Selected extract: Begin

If you'd do a bit of googlin' you'd find that Gene and my Dad were first cousins.

Occasionally one finds that there is more to things than one might imagine, or thinks he might know. I know for instance the two fence posts between which a fellow lost his hand. I know the "sour milk taste" Pat detected came from shine Gene provided to Doc. I know it came from "around" Fox Arkansas. I knew some years after, that Doc adulterated the shine he expected to lose with colostum. Gene told me that.

Gene showed me where the chinkapins were on the Knob. Do you know where the Knob got the Salem "title" of Pilot Knob? Not the usual Mark Twain kinda thing. It was conferred in 1861 following a retreat from Springfield by the forces of a Stirling Price.

The Ozarks, have three "knobs", topographically speaking, one is called the Springfield plateau, the Harrison plateau, and the Salem plateau.

1861 was a very wet year, the Southfork of Spring River was only fordable at one place, that is what you and I know as the "mouth of the town branch".

In 1861 it was known as "Morgan's Ferry". You might recall Hunter's Cemetery? That extensive bottomland on the north side of Southfork? At one time there was a Morgan family that possessed the delta-like bottoms of Southfork from just south of what we know as "Jesse's Bottom", west of Lanton, to Saddle. Two sections of bottomland.

The "Town Branch" wasn't always known by that name. From about 1845 to 1864 it was known as "Davis Creek".

Gene and Daddy had a common friend whom you might've known. Guy Jenkins. Jenkins Boat Dock on White River, near Calico. That's where the pool table Pat knows came from. But you may not. Pat though does know the table. The Winship Place. The skating rink. The "old skating rink".

For those of you who read Jeff's blog regularly, when Jeff and I were young, we went to a roller rink. Wore metal wheeled roller skates affixed to strap-on rigid boots, songs were a nickel on a thing called a "juke box". Hamburgers at May's Cafe were 35 cents, and she had "pinball machines" 5 cents a play.

Jeff at that time would call me "a fortunate son". All I can say is that, well, I had good luck picking my gene pool.



At 4:24 PM, Blogger Horace Jeffery Hodges said...

JK, that certainly brings back memories -- and adds a few new ones. I think that I've seen the pool table, and I remember the old skating rink at the base of the Knob.

What strikes me is how little familiar I was with the part of Salem where the bottomland was along the Southfork River. I tended to head in other directions on my walks -- up the Knob, up the Town Branch behind my house, and on special occasions off to Viola to my other grandmother's place, at the end of a dirt road and only five miles across the fields and through the trees from there to Lake Norfork.

I tended to head south or west in my little trips about and away from town. Mammoth Spring, to the north, as with Ash Flat, to the east, seemed 'foreign.'

Strange to think about, but I suppose that I headed toward the wilder areas ... a bit like my life's direction out of the Ozarks, too.

Selected extract: End
Data to examine: Begin

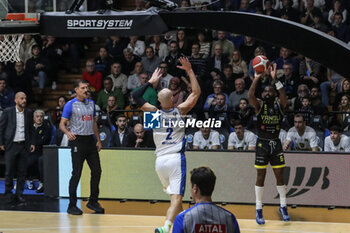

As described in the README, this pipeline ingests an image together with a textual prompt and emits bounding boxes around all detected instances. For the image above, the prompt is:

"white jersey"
[153,108,186,156]
[279,129,287,145]
[287,126,318,151]
[193,130,220,150]
[228,130,257,150]
[324,134,350,152]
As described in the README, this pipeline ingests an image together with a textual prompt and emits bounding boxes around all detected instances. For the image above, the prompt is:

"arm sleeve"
[173,214,185,233]
[132,82,151,106]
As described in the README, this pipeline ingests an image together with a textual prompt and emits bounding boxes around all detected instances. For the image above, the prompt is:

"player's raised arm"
[132,68,162,112]
[248,72,262,113]
[270,63,287,112]
[177,57,201,115]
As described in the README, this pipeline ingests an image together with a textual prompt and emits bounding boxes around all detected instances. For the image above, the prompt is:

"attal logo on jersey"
[275,167,330,198]
[143,111,161,129]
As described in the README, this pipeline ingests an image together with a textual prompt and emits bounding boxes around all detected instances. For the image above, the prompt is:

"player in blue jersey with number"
[133,58,201,233]
[173,167,240,233]
[60,80,104,215]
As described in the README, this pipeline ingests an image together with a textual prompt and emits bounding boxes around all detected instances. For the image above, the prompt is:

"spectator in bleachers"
[197,32,211,58]
[275,47,299,78]
[141,47,162,75]
[82,59,102,93]
[124,93,142,120]
[324,125,350,152]
[279,62,299,99]
[239,36,259,64]
[333,79,350,111]
[188,43,207,77]
[203,80,229,111]
[227,120,257,151]
[96,77,124,111]
[288,84,310,112]
[134,123,156,148]
[157,62,173,92]
[133,73,158,106]
[27,109,51,193]
[229,50,248,80]
[25,45,49,92]
[51,96,67,128]
[168,77,184,108]
[310,87,328,120]
[7,61,32,96]
[121,48,141,76]
[207,44,229,71]
[0,77,15,110]
[300,0,322,26]
[0,62,7,79]
[262,0,280,17]
[280,0,300,23]
[229,78,248,110]
[176,29,191,56]
[110,114,135,147]
[41,36,63,90]
[222,64,236,95]
[211,31,235,58]
[337,94,350,124]
[193,127,220,150]
[164,41,181,77]
[283,113,319,151]
[127,36,146,57]
[332,12,349,43]
[150,35,169,60]
[297,96,315,125]
[95,47,113,77]
[233,98,255,129]
[128,62,143,91]
[19,34,37,64]
[328,0,348,26]
[320,68,342,106]
[299,57,322,87]
[107,62,128,94]
[105,36,128,60]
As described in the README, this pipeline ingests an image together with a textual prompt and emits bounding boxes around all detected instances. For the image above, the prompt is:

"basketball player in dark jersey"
[248,64,290,225]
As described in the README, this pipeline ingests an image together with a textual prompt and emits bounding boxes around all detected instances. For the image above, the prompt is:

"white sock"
[276,185,287,207]
[164,220,173,232]
[255,185,264,210]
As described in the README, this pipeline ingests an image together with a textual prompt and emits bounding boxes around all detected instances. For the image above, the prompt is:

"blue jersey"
[62,98,96,135]
[173,202,240,233]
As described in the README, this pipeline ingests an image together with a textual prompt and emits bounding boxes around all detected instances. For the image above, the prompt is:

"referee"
[60,80,104,215]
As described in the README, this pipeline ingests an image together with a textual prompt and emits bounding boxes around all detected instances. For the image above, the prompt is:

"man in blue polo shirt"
[60,80,104,215]
[173,167,240,233]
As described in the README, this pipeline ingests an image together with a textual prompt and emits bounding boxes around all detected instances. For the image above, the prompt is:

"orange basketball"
[253,55,270,73]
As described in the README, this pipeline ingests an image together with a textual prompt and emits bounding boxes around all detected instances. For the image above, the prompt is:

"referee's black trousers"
[69,135,101,205]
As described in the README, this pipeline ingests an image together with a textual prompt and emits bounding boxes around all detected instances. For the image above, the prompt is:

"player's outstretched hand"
[176,57,192,71]
[269,63,278,82]
[148,68,162,84]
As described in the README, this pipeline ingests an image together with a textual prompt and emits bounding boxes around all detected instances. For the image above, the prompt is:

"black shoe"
[67,205,83,215]
[86,201,105,214]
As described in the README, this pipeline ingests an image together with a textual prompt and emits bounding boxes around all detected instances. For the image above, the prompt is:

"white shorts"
[156,153,186,196]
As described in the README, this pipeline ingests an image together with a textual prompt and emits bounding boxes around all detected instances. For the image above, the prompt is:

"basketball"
[253,55,270,73]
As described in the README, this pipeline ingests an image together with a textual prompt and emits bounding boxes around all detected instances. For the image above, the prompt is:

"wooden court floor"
[0,201,350,233]
[0,211,350,233]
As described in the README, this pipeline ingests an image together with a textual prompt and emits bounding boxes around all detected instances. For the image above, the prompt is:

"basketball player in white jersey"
[133,58,201,233]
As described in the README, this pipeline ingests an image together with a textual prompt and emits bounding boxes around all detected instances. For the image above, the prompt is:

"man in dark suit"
[0,92,35,203]
[110,115,135,147]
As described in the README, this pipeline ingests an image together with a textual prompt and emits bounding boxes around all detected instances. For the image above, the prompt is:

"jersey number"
[166,128,174,140]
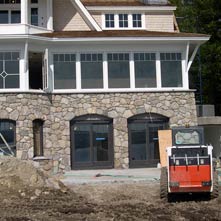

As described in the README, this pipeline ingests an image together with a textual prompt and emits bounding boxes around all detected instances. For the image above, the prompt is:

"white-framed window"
[132,14,142,28]
[160,53,183,87]
[119,14,128,28]
[0,52,20,89]
[0,10,21,24]
[107,53,130,88]
[102,13,145,29]
[53,54,76,89]
[53,51,185,91]
[134,53,157,88]
[81,53,103,89]
[31,8,38,26]
[105,14,114,28]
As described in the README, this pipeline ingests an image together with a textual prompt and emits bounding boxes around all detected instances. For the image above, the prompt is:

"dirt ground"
[0,160,221,221]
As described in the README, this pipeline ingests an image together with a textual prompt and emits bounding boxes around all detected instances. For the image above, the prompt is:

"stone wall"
[0,92,197,171]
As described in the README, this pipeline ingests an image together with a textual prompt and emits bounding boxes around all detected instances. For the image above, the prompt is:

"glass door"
[71,115,113,169]
[128,114,168,168]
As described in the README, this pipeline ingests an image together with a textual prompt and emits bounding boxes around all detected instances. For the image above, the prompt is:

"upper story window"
[0,0,21,4]
[119,14,128,28]
[103,13,145,29]
[107,53,130,88]
[54,52,185,91]
[54,54,76,89]
[81,54,103,89]
[31,8,38,26]
[0,10,21,24]
[160,53,183,87]
[0,52,19,89]
[132,14,142,28]
[134,53,157,88]
[105,14,114,28]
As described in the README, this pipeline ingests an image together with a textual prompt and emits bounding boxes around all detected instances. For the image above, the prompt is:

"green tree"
[170,0,221,113]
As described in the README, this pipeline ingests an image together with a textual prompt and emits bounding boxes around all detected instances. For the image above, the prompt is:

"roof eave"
[85,6,176,12]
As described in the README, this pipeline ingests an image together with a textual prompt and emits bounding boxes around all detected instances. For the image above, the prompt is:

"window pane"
[130,124,147,160]
[0,76,3,89]
[33,120,44,157]
[81,62,103,89]
[5,75,19,88]
[54,62,76,89]
[11,11,21,23]
[0,120,15,155]
[0,11,9,24]
[93,124,108,161]
[74,125,90,162]
[108,54,130,88]
[135,61,156,88]
[31,8,38,26]
[5,61,19,74]
[0,60,3,74]
[119,14,128,28]
[105,14,114,28]
[161,61,182,87]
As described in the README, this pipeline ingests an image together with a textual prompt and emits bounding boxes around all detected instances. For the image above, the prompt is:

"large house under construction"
[0,0,209,171]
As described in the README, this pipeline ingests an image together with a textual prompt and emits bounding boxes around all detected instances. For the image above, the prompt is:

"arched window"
[71,114,113,169]
[33,119,44,157]
[0,119,16,156]
[128,113,169,167]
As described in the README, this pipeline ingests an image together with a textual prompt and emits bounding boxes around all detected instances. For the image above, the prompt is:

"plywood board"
[158,130,172,167]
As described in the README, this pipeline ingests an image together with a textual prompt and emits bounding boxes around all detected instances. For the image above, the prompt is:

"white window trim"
[51,51,186,93]
[0,8,21,24]
[101,12,146,30]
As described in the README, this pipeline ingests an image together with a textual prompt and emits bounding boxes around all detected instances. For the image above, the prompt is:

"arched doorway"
[128,113,169,168]
[71,114,113,169]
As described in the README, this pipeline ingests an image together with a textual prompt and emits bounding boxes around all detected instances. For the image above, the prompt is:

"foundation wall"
[0,92,197,171]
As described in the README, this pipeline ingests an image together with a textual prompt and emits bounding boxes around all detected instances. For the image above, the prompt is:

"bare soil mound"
[0,158,221,221]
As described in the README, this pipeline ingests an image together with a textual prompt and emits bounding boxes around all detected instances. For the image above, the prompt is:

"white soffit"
[71,0,102,31]
[86,6,176,12]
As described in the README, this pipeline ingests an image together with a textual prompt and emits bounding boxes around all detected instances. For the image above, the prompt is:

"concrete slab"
[61,168,160,186]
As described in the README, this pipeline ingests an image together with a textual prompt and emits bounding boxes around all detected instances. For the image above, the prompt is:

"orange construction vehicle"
[160,127,219,199]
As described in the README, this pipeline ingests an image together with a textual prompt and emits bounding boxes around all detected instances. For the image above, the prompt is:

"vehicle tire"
[210,170,219,199]
[160,167,168,200]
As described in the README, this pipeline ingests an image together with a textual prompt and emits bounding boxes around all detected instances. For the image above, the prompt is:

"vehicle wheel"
[210,171,219,199]
[160,167,168,200]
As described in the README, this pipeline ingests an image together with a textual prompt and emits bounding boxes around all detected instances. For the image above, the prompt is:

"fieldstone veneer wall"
[0,92,197,172]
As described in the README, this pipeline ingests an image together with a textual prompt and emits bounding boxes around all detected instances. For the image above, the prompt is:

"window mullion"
[130,53,135,89]
[156,52,162,88]
[103,53,108,89]
[128,14,133,28]
[114,14,119,28]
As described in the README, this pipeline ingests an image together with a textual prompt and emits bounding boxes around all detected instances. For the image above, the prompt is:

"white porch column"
[21,0,28,24]
[47,0,53,30]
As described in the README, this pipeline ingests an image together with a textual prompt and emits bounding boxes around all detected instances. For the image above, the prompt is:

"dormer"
[0,0,53,34]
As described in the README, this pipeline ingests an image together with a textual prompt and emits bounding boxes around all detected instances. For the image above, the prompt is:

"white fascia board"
[71,0,102,31]
[0,35,210,44]
[86,6,176,12]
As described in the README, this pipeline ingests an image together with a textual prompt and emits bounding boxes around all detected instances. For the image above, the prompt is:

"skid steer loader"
[160,127,219,199]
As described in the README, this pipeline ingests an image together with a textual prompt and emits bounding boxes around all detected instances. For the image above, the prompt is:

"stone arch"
[128,112,169,122]
[71,114,113,123]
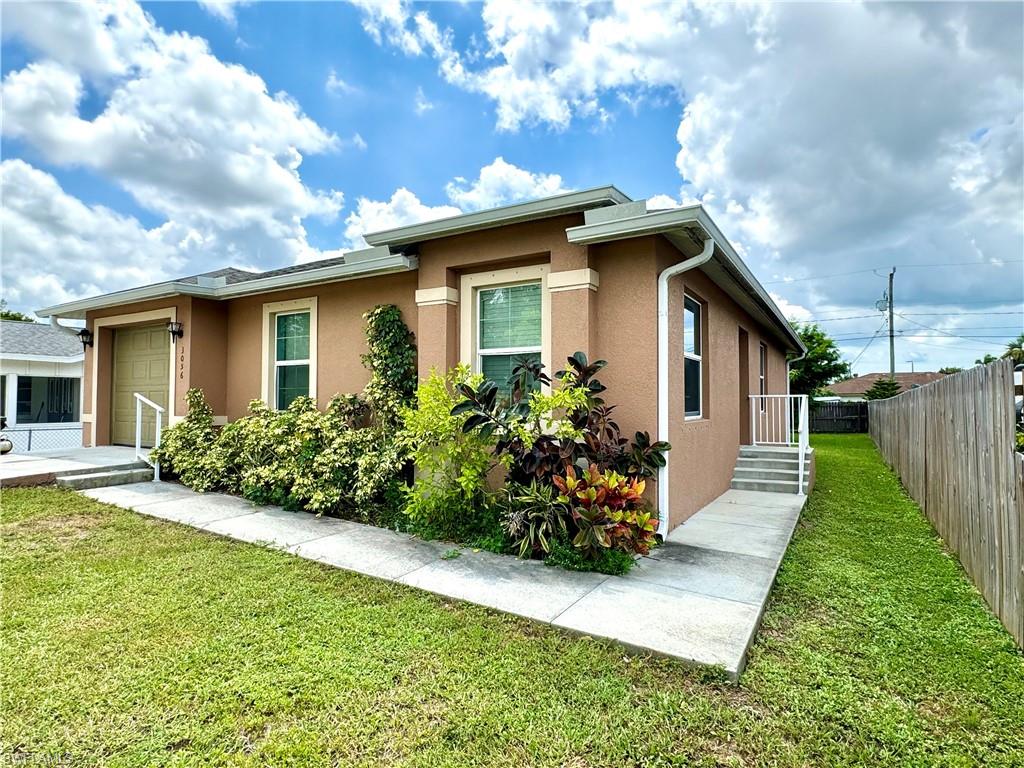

Data to examine: End

Exercise details
Turn the paragraph in the Salem reminiscence above that begins "For those of you who read Jeff's blog regularly" into a short list that keeps its main facts.

Exercise output
- When young, Jeff and I went to a roller rink.
- The skates had metal wheels and were attached to strap-on rigid boots.
- Songs on the juke box cost a nickel.
- Hamburgers at May's Cafe were 35 cents.
- May's Cafe had pinball machines at 5 cents a play.